TASK TO CARRY OUT => Please repeat every line of the listing below, requests included, and shift each coordinate in the answers by -111. Leave the pictures out of your answer.

EXTRACTED DATA =>

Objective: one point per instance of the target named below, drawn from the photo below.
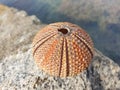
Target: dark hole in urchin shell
(63, 30)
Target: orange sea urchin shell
(62, 49)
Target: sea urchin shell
(62, 49)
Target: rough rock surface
(18, 70)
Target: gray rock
(18, 70)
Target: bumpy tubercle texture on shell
(62, 49)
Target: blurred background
(100, 18)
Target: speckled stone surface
(18, 70)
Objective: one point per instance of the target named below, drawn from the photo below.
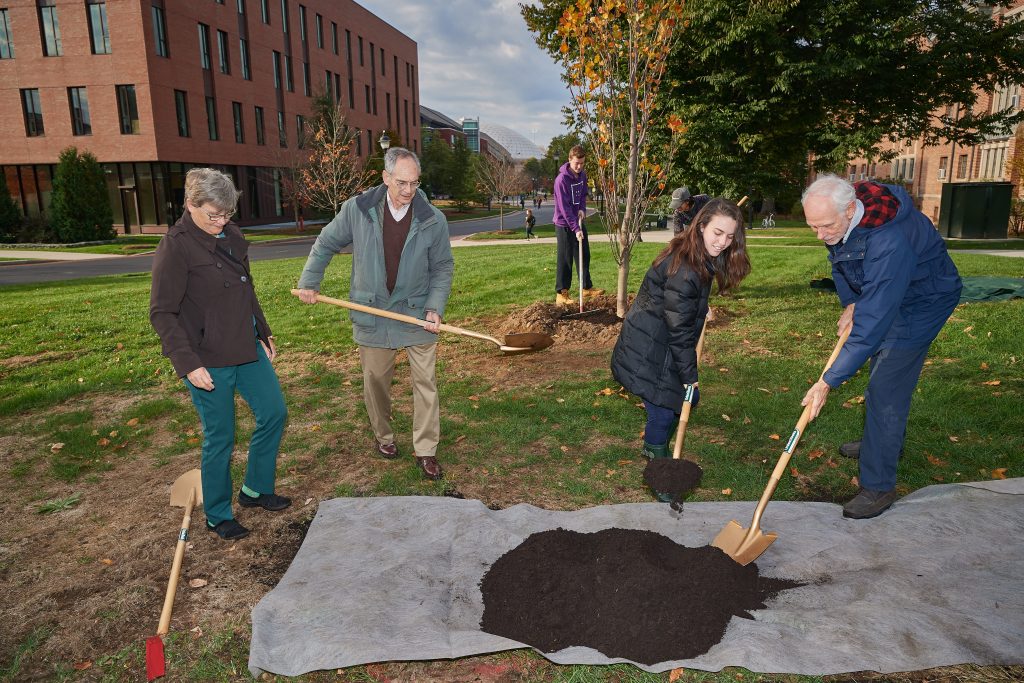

PROBLEM SOLUTION =>
Objective: one point per instance of the target named below, drawn from the photo below.
Target: dark hole in urchin shell
(-48, -81)
Target: orange sea urchin shell
(-49, -62)
Target: sea urchin shell
(-49, -62)
Target: rough rock surface
(-93, -41)
Target: gray rock
(-93, -41)
Target: bumpy tubercle texture on shell
(-49, -62)
Target: blurred background
(-11, -93)
Target: speckled stone surface
(-93, -41)
Objective: one point per instance of the target named below, drawn from the photo below.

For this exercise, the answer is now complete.